→ What is asked
Transcribe the lines of the records starting with the one that has "Note: for this drill we locate the wrist" in it and ending with the last, and transcribe nothing else.

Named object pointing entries
____

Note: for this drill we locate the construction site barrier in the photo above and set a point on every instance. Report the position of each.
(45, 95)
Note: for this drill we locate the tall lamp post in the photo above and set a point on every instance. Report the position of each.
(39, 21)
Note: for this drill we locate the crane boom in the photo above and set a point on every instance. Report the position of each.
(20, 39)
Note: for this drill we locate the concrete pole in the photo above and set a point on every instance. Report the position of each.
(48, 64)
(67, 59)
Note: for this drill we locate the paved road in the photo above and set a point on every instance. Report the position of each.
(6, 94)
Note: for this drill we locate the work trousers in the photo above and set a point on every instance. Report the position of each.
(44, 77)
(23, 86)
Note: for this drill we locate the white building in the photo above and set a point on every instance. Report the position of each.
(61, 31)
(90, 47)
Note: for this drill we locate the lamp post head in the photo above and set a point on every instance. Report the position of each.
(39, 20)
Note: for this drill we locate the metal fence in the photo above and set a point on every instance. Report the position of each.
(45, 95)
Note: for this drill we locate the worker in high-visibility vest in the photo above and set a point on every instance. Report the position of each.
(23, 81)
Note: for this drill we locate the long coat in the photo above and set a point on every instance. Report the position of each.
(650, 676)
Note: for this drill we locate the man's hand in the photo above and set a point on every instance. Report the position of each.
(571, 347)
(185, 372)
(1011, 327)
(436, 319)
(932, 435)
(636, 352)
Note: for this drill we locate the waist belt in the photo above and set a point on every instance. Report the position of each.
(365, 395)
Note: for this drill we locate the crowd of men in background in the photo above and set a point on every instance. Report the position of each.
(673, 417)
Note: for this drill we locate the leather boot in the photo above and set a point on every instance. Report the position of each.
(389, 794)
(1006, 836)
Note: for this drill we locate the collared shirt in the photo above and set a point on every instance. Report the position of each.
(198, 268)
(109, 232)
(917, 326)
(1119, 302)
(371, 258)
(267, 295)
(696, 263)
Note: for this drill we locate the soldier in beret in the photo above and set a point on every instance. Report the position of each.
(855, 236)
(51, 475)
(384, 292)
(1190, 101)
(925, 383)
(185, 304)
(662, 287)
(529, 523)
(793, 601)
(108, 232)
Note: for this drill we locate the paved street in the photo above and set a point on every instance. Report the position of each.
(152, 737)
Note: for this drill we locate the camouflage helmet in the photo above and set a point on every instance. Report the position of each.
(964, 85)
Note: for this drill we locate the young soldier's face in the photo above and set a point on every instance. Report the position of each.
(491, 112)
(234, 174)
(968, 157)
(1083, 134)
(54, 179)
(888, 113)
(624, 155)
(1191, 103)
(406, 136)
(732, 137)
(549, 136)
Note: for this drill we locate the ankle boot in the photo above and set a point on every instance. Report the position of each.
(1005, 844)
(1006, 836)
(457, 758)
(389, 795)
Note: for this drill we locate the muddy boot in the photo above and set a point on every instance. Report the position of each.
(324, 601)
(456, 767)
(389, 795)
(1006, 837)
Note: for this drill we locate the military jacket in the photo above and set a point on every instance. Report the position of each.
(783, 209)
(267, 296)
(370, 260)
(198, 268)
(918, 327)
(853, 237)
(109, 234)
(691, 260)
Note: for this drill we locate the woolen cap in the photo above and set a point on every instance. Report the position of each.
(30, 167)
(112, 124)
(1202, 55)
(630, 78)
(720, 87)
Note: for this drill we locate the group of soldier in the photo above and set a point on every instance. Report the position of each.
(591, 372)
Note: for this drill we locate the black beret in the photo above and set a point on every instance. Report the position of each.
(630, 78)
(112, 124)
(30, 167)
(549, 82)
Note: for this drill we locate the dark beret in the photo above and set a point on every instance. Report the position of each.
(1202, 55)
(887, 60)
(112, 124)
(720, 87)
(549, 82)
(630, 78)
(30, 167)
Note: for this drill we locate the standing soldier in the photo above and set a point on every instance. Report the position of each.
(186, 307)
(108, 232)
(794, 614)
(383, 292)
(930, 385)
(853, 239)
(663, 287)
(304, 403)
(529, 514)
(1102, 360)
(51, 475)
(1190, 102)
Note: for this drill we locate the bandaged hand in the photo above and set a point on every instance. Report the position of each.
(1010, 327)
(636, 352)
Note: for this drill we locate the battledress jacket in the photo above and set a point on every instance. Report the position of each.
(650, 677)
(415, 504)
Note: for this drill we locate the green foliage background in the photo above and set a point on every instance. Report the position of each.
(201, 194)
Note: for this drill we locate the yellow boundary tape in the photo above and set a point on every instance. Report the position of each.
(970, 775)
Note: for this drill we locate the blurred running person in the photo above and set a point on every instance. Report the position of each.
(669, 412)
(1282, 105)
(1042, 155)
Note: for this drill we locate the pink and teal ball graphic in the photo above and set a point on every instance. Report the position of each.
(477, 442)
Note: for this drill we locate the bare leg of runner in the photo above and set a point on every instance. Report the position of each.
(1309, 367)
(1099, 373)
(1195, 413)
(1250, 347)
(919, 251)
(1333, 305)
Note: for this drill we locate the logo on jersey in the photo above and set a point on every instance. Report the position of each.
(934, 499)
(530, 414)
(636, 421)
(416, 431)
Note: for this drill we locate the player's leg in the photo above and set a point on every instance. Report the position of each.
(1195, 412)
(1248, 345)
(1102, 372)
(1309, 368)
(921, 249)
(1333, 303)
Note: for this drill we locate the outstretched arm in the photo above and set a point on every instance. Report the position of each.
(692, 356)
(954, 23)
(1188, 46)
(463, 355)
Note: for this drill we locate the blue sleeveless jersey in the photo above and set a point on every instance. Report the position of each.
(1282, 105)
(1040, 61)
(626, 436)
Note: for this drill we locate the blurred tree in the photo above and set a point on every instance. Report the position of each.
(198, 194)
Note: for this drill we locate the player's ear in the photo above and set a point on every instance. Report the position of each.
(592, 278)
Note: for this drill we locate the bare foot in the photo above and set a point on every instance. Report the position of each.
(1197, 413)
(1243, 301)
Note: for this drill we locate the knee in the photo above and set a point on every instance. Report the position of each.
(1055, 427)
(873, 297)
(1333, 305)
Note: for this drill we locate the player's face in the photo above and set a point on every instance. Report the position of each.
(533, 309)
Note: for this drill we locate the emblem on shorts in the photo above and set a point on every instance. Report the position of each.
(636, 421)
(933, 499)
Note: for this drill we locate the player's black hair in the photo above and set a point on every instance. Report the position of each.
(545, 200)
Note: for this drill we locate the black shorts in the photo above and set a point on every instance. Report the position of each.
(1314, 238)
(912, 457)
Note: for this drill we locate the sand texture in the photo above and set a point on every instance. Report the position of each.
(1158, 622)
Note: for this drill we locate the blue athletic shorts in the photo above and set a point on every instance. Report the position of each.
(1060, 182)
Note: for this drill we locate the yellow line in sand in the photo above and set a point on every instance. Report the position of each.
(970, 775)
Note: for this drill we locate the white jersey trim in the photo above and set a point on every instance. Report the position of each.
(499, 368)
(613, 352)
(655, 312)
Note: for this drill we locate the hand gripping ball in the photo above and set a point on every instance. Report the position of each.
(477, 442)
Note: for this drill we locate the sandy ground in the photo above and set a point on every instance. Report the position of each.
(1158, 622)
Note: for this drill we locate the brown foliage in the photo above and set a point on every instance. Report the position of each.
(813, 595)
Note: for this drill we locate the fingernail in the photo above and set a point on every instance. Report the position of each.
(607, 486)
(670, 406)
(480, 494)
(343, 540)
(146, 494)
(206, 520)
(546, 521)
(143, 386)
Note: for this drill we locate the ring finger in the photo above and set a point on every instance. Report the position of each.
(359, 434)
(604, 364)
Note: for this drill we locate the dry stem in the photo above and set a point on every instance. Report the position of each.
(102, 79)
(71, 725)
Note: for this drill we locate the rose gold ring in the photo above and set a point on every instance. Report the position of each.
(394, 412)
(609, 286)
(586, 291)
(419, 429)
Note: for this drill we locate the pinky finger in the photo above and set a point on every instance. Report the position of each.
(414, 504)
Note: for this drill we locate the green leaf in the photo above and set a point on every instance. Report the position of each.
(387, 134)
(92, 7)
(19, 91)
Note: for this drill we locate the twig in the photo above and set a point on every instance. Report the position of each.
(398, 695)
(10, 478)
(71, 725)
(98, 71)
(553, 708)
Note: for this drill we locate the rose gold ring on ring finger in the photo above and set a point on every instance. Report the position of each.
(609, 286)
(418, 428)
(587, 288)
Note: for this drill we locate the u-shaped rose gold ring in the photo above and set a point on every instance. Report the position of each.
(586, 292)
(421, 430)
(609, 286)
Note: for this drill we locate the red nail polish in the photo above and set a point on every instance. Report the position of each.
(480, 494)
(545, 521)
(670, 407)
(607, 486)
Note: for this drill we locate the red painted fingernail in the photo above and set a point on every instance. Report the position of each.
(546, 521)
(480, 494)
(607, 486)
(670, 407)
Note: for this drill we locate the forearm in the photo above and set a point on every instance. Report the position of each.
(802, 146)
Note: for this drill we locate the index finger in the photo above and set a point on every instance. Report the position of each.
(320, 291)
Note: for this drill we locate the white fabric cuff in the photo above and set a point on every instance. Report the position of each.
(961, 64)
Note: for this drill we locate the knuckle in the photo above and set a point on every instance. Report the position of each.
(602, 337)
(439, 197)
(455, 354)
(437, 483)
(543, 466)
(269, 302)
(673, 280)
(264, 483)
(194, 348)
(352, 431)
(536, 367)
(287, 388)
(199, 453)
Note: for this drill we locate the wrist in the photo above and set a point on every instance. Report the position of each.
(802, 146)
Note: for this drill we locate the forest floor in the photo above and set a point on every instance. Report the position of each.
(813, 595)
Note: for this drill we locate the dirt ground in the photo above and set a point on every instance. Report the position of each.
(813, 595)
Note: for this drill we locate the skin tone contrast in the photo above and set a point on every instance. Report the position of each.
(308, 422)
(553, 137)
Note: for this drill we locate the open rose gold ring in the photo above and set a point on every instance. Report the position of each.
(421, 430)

____

→ Written response
Note: for this drill we locate the wrist in the photo above and set a point on every instance. Report the position of each.
(802, 146)
Note: for this drill we locate the forest floor in the photo above and set a point on every instance. Report the position of each.
(813, 595)
Note: for this drill we locate the dirt ground in the photo above and set a point on every instance. Report the position of each.
(813, 595)
Note: for this drill we locate the skin tone contrast in the photo above and set a point on every instance. Report the position of each.
(308, 422)
(553, 137)
Note: for this drill we locate the open rose gold ring in the photo above and set a point on every instance. Report the position of each.
(421, 430)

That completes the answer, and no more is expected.